*** DATA SHOWN Section Begins ***

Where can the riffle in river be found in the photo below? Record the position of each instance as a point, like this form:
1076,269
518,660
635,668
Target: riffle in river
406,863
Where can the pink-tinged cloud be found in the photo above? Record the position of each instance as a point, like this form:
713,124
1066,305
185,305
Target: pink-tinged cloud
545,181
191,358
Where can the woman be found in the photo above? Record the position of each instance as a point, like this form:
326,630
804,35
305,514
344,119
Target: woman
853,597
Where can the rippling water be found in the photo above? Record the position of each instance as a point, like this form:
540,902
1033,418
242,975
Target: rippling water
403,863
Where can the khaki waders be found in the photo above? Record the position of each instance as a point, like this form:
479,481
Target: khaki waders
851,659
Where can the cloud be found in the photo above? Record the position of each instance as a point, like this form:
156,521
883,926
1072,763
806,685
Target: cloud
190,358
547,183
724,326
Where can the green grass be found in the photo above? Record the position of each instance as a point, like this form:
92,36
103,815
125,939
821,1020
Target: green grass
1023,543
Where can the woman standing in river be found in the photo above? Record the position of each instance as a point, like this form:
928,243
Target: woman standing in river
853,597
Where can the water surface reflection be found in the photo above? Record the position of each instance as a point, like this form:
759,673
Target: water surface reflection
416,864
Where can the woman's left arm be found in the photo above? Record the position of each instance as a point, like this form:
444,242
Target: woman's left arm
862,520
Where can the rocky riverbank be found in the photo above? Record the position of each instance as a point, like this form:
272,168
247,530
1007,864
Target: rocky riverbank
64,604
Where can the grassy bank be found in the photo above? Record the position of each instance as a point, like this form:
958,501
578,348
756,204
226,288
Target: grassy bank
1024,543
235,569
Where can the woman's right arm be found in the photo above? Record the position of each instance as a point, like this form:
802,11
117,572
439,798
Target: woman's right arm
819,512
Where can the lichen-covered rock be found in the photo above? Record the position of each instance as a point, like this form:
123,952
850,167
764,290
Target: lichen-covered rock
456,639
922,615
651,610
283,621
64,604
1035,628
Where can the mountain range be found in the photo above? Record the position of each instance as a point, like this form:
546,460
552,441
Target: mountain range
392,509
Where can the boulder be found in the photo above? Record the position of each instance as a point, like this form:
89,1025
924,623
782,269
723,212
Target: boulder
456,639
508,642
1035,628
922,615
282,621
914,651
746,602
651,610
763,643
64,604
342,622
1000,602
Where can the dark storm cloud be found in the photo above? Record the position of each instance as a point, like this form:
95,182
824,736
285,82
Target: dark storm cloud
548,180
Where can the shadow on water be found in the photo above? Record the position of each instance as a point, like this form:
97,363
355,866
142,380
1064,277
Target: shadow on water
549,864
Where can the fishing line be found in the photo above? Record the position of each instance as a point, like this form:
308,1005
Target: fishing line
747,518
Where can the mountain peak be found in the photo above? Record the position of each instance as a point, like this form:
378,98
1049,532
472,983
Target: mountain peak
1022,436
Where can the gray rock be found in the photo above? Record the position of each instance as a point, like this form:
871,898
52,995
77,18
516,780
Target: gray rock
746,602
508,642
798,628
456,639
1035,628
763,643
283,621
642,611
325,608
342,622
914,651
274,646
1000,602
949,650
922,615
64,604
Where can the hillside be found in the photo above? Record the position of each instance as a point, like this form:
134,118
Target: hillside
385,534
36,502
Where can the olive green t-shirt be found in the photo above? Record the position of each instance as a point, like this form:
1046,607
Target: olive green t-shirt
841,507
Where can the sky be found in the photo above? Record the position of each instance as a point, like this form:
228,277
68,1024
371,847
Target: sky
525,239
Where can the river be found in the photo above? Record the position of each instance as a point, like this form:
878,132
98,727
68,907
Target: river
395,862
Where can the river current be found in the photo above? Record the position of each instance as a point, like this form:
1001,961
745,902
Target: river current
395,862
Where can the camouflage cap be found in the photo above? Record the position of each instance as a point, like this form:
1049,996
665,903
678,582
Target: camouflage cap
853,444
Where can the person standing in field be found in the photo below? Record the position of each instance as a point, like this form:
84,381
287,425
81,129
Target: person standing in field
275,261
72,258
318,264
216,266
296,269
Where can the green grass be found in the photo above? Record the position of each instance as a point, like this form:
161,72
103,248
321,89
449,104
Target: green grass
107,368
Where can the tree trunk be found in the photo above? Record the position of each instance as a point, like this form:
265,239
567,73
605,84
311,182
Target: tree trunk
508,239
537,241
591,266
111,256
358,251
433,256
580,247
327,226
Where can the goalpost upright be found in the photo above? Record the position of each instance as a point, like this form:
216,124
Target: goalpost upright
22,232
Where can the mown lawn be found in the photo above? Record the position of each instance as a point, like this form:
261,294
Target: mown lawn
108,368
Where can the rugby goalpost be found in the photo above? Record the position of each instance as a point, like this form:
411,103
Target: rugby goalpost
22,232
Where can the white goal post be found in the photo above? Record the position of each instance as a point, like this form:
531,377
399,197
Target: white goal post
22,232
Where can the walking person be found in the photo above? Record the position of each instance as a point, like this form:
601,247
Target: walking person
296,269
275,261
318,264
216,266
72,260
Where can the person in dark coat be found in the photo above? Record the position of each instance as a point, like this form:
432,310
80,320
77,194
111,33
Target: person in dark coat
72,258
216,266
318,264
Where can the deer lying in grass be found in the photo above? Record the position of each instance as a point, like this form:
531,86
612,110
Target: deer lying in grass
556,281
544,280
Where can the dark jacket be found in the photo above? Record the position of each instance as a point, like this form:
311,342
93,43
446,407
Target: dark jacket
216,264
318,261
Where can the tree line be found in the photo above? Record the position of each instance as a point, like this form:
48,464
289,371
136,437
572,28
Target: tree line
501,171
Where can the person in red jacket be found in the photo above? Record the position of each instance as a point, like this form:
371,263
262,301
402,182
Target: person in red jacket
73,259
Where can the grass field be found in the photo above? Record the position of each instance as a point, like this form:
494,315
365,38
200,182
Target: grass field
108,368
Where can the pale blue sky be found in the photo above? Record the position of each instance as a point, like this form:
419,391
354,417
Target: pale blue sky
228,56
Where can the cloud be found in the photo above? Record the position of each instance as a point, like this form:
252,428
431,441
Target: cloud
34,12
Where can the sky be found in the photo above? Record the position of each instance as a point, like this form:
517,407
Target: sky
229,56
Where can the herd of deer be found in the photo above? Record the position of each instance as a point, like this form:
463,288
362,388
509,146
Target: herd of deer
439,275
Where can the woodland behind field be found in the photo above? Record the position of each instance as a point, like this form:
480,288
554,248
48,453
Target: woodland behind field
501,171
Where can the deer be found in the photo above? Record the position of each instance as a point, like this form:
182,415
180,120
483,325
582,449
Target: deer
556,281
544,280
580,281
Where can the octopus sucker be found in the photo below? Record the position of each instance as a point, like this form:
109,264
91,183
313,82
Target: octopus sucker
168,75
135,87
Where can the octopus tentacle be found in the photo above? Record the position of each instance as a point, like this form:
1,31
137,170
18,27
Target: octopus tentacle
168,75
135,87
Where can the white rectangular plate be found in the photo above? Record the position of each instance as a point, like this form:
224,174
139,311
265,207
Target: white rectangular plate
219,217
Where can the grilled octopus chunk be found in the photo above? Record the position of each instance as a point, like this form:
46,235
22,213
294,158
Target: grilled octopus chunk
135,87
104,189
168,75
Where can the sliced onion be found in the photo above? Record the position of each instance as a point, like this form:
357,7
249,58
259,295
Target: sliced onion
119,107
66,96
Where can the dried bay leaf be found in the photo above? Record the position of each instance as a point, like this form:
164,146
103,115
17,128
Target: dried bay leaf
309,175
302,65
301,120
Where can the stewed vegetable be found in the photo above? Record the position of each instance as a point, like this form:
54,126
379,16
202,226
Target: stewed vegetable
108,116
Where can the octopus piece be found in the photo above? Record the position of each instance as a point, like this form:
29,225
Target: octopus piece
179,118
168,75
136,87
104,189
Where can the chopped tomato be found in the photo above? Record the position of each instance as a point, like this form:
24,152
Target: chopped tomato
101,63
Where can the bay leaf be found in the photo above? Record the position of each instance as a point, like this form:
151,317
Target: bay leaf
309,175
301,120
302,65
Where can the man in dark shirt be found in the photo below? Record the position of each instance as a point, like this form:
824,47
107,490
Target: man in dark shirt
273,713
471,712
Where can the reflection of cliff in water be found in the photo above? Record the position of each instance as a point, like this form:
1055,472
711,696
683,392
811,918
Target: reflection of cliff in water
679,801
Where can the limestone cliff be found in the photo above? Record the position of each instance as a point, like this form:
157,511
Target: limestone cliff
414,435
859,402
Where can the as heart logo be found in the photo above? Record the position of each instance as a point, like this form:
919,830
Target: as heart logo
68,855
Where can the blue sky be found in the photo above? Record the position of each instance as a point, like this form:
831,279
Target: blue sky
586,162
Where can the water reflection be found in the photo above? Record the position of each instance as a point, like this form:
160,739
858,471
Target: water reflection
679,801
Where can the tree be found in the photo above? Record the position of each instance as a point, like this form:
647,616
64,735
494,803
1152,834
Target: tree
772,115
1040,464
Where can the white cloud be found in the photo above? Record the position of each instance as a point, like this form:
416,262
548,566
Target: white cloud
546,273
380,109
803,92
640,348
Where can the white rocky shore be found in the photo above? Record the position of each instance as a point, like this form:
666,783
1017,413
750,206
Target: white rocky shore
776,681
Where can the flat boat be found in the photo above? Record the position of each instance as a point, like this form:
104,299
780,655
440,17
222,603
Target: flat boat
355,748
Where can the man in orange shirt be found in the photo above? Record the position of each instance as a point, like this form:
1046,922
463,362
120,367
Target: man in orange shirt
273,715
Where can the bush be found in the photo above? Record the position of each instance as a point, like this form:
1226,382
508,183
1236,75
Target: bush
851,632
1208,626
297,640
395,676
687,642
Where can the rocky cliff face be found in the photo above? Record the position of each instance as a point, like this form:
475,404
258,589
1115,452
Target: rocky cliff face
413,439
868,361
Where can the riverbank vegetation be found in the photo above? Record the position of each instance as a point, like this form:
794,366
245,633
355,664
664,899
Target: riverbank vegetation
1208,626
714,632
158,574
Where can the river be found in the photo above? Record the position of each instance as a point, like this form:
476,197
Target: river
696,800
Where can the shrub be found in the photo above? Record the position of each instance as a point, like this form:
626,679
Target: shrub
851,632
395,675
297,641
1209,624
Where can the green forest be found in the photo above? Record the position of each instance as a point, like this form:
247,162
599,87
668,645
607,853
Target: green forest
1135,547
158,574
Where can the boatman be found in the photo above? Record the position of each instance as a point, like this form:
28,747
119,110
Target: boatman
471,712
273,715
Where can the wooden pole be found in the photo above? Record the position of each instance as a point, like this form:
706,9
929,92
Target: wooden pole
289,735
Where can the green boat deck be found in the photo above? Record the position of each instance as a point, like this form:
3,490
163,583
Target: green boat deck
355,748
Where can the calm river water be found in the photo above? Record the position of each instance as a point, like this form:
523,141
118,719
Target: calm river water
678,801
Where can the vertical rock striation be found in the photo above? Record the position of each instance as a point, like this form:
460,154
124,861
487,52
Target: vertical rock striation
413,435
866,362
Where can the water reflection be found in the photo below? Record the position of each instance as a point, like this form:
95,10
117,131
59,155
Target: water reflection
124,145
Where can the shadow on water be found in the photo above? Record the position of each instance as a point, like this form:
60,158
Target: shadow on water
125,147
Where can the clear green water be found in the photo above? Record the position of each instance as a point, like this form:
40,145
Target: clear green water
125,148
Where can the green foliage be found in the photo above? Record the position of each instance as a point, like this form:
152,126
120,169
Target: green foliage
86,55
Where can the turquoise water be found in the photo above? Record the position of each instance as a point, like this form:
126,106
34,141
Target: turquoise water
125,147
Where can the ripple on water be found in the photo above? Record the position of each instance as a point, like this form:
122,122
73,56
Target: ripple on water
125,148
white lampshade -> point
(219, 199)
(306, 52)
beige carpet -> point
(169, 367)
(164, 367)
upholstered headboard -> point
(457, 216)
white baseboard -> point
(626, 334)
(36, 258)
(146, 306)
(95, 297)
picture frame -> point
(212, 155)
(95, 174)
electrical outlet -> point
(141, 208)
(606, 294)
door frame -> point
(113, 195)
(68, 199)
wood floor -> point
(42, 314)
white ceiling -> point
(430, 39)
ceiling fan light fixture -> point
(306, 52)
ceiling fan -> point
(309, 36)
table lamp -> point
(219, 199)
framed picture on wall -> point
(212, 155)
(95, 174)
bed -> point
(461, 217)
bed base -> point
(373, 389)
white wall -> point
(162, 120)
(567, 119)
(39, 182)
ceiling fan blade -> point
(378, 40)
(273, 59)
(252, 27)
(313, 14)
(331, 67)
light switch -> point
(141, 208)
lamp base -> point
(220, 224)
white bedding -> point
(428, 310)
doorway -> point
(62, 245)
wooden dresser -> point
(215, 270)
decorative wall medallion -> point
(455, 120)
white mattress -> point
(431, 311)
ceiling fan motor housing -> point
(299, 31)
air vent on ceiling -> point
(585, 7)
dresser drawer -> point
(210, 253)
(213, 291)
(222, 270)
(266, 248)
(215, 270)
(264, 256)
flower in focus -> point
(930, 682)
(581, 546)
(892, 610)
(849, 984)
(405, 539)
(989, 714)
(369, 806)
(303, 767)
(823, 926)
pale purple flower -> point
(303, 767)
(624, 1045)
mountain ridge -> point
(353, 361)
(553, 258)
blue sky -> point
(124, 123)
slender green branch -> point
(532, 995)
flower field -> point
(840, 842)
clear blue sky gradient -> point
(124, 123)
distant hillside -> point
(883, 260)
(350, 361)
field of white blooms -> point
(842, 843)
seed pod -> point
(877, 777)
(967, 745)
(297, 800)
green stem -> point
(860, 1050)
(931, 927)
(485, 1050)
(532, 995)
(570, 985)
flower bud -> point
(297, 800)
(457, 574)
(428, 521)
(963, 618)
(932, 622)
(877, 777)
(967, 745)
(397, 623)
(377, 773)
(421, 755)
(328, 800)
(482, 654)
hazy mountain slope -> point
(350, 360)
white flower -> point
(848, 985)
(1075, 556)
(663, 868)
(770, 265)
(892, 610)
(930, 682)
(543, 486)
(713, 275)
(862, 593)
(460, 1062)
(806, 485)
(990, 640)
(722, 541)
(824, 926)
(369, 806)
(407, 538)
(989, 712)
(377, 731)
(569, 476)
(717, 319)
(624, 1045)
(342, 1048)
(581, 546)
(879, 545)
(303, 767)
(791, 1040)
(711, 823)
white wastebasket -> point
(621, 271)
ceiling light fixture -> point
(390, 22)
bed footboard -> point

*** DATA SHOWN Section Ends ***

§ **TASK REQUIREMENTS**
Your task is to copy every line of the entries that contains the string "below".

§ **FINISHED EXERCISE**
Where can the riffle in river be found in the photo below? Record the position of each instance as a point, like this form:
Where can the person standing in field be found in the photo below? Record the position of each instance as a point, like this form:
Where can the octopus sucker be found in the photo below? Record the position of each instance as a point, like this form:
Where can the man in dark shirt be found in the photo below? Record the position of each instance as a point, like this form:
Where can the water reflection be found in the photo below? Record the position of each instance as a point, like this form:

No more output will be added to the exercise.